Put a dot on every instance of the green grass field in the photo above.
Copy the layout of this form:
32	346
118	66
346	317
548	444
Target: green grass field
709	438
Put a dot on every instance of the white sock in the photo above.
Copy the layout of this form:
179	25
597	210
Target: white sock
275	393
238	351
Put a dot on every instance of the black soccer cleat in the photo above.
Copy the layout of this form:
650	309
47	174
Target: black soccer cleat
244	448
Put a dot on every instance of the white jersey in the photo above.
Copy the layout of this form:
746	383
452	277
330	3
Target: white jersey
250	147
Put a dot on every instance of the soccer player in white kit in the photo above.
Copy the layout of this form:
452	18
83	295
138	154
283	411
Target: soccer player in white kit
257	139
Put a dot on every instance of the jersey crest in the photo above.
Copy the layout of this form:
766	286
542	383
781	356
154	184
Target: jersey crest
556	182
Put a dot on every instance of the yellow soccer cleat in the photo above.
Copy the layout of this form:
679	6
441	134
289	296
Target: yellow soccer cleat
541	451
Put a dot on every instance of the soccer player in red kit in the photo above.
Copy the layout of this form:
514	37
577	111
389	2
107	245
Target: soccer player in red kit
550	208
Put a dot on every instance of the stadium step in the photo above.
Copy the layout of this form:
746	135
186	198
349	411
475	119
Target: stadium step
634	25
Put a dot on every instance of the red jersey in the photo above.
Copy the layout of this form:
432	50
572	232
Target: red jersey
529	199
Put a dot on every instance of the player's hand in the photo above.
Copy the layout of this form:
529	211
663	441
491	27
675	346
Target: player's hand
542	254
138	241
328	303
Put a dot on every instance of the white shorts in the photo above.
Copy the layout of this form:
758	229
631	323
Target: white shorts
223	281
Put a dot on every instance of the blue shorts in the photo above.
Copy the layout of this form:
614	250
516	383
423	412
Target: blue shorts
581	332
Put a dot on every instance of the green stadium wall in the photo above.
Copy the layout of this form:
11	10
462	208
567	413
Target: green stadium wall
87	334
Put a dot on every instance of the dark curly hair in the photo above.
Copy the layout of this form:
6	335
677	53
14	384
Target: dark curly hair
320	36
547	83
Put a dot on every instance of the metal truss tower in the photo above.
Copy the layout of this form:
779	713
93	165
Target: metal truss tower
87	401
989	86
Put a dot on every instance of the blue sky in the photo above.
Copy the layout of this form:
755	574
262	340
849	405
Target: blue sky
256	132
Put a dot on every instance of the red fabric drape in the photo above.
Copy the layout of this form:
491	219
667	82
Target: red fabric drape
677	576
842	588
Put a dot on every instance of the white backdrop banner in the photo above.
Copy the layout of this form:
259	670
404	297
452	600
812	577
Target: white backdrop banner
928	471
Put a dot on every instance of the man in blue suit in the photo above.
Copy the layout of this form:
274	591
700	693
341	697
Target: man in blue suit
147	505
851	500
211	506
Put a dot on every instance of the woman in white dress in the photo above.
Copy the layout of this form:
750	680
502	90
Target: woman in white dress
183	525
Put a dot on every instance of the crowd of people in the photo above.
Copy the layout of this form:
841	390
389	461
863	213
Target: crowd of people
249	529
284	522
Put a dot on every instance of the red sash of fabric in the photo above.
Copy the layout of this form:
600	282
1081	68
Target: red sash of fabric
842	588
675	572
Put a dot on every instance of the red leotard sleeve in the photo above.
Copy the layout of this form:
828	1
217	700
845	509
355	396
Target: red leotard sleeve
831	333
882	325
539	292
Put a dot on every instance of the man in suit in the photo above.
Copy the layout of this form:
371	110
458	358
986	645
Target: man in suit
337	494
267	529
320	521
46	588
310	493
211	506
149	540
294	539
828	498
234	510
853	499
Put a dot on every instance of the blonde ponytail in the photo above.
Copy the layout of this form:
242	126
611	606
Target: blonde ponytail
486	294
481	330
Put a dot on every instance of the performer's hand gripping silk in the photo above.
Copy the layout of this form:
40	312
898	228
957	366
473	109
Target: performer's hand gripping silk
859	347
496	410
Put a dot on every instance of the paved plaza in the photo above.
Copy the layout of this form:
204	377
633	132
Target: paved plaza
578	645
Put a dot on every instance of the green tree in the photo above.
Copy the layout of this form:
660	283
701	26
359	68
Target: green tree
************
Set down all of the data above again, exactly.

* Response *
Put a dot on every instance of the green grass field in the photo above.
Copy the layout of this form:
32	346
118	66
346	317
548	444
Target: green grass field
709	438
Put a dot on every instance of the white sock in the photo above.
Copy the layout of this form:
179	25
597	210
Target: white sock
275	393
238	351
Put a dot on every instance of the black soccer cleat in the photo above.
Copy the layout of this form:
650	309
47	174
Target: black soccer cleat
244	448
Put a dot on every instance of the white jersey in the photo above.
Copy the layout of this form:
746	383
452	277
330	3
Target: white jersey
250	147
Put a dot on every instance of the soccer player in white kit in the photo above.
Copy the layout of this form:
452	18
83	295
138	154
283	411
Target: soccer player in white kit
257	139
Put a dot on every instance of the jersey crest in the photo above.
Copy the layout of this form:
766	286
542	383
781	356
154	184
Target: jersey crest
556	182
Put a dot on every instance of the yellow soccer cleat in the photo above.
Copy the layout of this form:
679	6
441	134
289	296
Target: yellow soccer cleat
541	451
Put a dot on every instance of the soccer player in red kit in the photo above.
Copy the layout of this form:
514	37
577	111
389	2
107	245
Target: soccer player in red kit
550	208
Put a dot on every instance of the stadium step in the photo above.
Copy the layout of this form:
746	135
186	198
349	411
475	119
Target: stadium step
634	25
Put a dot on every instance of the red jersey in the photo above.
Copy the layout of this form:
432	50
572	232
Target: red jersey
529	199
Put a dot on every instance of the player's hand in the photo above.
Copy the layout of this form:
529	211
663	441
491	27
675	346
Target: player's hand
542	254
138	241
328	303
Put a dot on every instance of the white shorts in the photo above.
Copy the layout of this form:
758	229
631	323
Target: white shorts
223	281
Put a dot on every instance of the blue shorts in the photo above.
Copy the layout of this form:
614	250
516	383
423	412
Target: blue shorts
581	332
Put a dot on every instance of the green stadium wall in the photo above.
Copy the layout of this form:
11	10
462	208
567	413
Target: green stadium wall
87	334
Put a dot on every instance of the dark curly hair in the photo above.
Copy the layout of this form:
6	335
677	53
14	384
Target: dark curly hair
320	36
547	83
Put a dot on every instance of the metal truss tower in the photo above.
Copy the layout of this form:
779	713
93	165
Target: metal truss tower
87	401
989	86
Put a dot on every instance of the blue sky in the photo above.
Copy the layout of this form:
755	574
262	340
849	405
Target: blue sky
256	132
Put a dot on every instance of the red fabric drape in the photo above.
Copy the layout of this form:
491	219
667	82
Target: red fabric drape
677	576
842	588
Put a dot on every instance of the white backdrop banner in the photo above.
Copy the layout of this form:
259	670
404	297
452	600
812	577
Target: white backdrop banner
928	471
Put a dot on every instance of the man in blue suit in the photo above.
Copy the layout of this form:
274	591
700	693
341	697
Target: man in blue suit
147	505
851	500
211	506
Put a dot on every instance of the woman in white dress in the photo above.
Copy the layout of this form:
750	680
502	90
Target: woman in white dress
183	525
Put a dot on every instance of the crowd of people in the photo above.
Copy the layout of this form:
841	390
389	461
863	213
Target: crowd of people
249	529
284	522
Put a dot on every instance of the red sash of fabric in the photo above.
Copy the layout of this form:
600	282
1081	68
Target: red sash of fabric
842	588
675	572
Put a dot on every instance of the red leotard sleeve in the photo above.
Copy the layout of this form:
828	1
217	700
845	509
355	396
Target: red leotard sleeve
831	333
882	325
539	292
Put a dot on every instance of the man in suit in the photo above.
Copy the layout of this form:
371	110
458	358
986	645
Target: man in suit
337	494
267	529
320	521
46	588
310	493
211	506
149	540
294	539
828	498
234	510
853	499
Put a dot on every instance of the blonde ponytail in the photo above.
Copy the layout of this form:
242	126
611	606
Target: blonde ponytail
486	294
481	330
Put a dot on every instance of the performer's hand gripping silk in the photo above.
Copy the layout of this form:
40	312
898	228
957	366
473	109
Target: performer's hand gripping silk
859	347
496	410
Put a dot on every instance of the paved plaza in the photo above.
Copy the layout of this form:
204	377
633	132
Target: paved plaza
578	645
Put a dot on every instance of the green tree in the photo above.
Copy the layout of this form:
660	283
701	26
359	68
Target: green tree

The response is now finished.